• PAGE TEXT
--*--

What does David Ball of Fleetwood Town and Lionel Messi of Barcelona both have in common? The answer is they were both nominated for FIFA’s Puskas Award. Neither has actually won it. It should be one of the most talked about awards as the winner must have scored a beautiful goal in a beautiful manner for the beautiful game. The goal should have been scored fairly and the player should not have been booked or cautioned during that match. It should be the most hotly-contested prize. But who was the person who inspired such an award?

He must have scored plenty of goals. Ferenc Puskas certainly did. He scored 84 international goals in 85 appearances for his native Hungary and 514 for the two clubs he played for. 358 of them were for his boyhood club in Budapest where he played some 350 times. When a player scores more times than he appears you have to check him out. Real Madrid certainly did and he scored 156 times in 180 appearances for them. You see, statistics don’t lie.

--*--

• DATASET EXCERPTS
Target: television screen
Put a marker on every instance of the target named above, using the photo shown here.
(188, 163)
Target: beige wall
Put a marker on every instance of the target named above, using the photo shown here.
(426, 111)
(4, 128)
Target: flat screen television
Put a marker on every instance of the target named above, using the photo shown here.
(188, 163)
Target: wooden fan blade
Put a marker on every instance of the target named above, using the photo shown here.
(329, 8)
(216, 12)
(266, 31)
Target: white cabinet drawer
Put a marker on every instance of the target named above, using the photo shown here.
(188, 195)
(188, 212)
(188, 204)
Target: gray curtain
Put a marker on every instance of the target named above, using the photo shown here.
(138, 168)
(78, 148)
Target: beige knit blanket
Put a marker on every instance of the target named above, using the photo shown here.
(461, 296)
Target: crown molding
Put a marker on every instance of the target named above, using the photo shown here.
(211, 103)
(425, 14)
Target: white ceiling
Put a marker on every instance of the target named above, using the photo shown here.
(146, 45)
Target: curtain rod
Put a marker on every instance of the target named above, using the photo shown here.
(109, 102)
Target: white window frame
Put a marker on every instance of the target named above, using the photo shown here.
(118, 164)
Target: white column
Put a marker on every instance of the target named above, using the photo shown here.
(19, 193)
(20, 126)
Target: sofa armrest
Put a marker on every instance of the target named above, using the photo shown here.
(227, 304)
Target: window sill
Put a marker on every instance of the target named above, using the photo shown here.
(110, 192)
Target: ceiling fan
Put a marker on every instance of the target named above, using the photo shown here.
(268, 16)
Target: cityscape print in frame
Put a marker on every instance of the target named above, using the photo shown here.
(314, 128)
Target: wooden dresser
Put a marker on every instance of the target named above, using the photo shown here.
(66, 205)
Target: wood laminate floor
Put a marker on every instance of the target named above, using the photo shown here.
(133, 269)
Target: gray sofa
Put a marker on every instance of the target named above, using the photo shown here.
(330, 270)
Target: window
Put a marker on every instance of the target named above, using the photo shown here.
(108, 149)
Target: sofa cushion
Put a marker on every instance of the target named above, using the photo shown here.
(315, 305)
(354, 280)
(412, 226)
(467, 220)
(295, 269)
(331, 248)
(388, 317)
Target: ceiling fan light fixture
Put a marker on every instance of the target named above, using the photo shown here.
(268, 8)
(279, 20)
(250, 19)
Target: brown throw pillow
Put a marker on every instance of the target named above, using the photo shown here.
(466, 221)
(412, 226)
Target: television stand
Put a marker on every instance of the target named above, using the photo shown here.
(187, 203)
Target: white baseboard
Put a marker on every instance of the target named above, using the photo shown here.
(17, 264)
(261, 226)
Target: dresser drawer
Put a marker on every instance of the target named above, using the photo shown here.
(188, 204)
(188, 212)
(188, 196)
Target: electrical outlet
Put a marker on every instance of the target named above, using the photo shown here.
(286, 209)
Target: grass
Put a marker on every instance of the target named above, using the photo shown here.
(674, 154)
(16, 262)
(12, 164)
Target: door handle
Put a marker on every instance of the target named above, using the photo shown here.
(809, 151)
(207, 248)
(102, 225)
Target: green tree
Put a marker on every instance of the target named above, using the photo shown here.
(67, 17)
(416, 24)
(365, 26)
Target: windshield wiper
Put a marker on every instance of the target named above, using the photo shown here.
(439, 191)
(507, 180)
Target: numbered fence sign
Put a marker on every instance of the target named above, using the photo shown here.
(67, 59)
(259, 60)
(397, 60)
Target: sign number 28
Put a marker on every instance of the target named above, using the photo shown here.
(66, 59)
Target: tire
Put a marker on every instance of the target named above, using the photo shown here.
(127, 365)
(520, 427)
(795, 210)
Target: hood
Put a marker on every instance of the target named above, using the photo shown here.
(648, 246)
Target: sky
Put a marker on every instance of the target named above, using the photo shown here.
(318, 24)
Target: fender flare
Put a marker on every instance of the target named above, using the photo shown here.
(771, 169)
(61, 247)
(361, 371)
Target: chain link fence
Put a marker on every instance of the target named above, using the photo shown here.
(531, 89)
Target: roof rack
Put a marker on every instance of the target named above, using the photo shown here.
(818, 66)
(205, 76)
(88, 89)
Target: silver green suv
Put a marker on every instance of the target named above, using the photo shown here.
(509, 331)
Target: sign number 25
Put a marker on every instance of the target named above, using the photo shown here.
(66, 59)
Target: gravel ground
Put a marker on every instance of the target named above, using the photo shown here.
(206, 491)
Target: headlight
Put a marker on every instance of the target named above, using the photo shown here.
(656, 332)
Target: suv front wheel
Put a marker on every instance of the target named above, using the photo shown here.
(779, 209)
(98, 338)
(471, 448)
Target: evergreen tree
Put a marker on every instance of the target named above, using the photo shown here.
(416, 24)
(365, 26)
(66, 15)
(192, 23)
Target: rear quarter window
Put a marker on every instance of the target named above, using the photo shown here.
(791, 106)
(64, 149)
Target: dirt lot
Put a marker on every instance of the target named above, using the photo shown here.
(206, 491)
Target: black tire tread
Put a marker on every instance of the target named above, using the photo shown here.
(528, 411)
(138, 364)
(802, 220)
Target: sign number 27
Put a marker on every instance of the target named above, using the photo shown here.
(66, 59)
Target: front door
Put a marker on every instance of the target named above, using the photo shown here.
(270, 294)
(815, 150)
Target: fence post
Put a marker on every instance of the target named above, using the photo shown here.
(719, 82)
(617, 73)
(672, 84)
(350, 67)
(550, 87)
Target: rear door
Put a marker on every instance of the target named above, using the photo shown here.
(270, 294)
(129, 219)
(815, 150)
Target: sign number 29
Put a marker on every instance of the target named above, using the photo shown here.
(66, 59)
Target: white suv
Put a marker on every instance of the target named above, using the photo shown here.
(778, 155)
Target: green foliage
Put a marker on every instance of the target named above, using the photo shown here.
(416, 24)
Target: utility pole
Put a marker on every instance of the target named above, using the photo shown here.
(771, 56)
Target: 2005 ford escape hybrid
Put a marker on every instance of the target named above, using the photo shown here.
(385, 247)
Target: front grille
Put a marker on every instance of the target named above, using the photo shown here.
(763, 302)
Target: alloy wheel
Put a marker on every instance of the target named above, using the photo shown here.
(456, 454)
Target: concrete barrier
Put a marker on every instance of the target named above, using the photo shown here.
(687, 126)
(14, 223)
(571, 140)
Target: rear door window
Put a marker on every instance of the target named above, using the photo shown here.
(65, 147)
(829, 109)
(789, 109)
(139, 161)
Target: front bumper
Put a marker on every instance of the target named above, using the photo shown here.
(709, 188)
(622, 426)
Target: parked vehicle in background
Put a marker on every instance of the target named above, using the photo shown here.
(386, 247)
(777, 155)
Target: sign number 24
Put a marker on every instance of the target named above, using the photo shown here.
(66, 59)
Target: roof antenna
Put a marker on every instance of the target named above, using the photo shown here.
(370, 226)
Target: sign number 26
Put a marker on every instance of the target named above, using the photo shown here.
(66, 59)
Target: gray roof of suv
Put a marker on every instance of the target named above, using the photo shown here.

--*--

• GOALS
(A) In the text on the Puskas Award, why does the writer say the award should be one of the most talked about? Answer in one to three sentences.
(B) Pick up the text on Ferenc Puskas and the Puskas Award and keep writing from its last sentence.
The material above is separate from the text about Ferenc Puskas and the award named after him.

• TASK ANSWERS
(A) The writer says it should be one of the most talked about awards because the winner must have scored a beautiful goal in a beautiful manner for the beautiful game.

(B)
Ability beyond beauty

This overweight, short and stocky star’s story is enmeshed in politics. Yet all who had the privileged to see him were mesmerised by the beauty of his play and the power of his left foot. Puskas’s boyhood club was called Kispest until the Communist regime renamed it Budapest Honved. With a strangling policy of centralisation, Honved became a type of national team of Hungary as most of its stars joined the team and they were coached by Gustav Sebes. The Mighty Magyars were conscripted and were all given the rank of Major. Puskas was dubbed the Galloping Major partly due to his official rank and the demands he made on his co-players.

This team, driven by Puskas, rocked the international footballing world and were touted by the totalitarian regime as a symbol of national pride. Puskas scored two of the six goals in the match of the century against England. A 3-6 defeat at Wembley made sure that Hungary were favourites to win the World Cup of 1954. It was an unexpected victory for democracy as West Germany took home the Jules Rimet.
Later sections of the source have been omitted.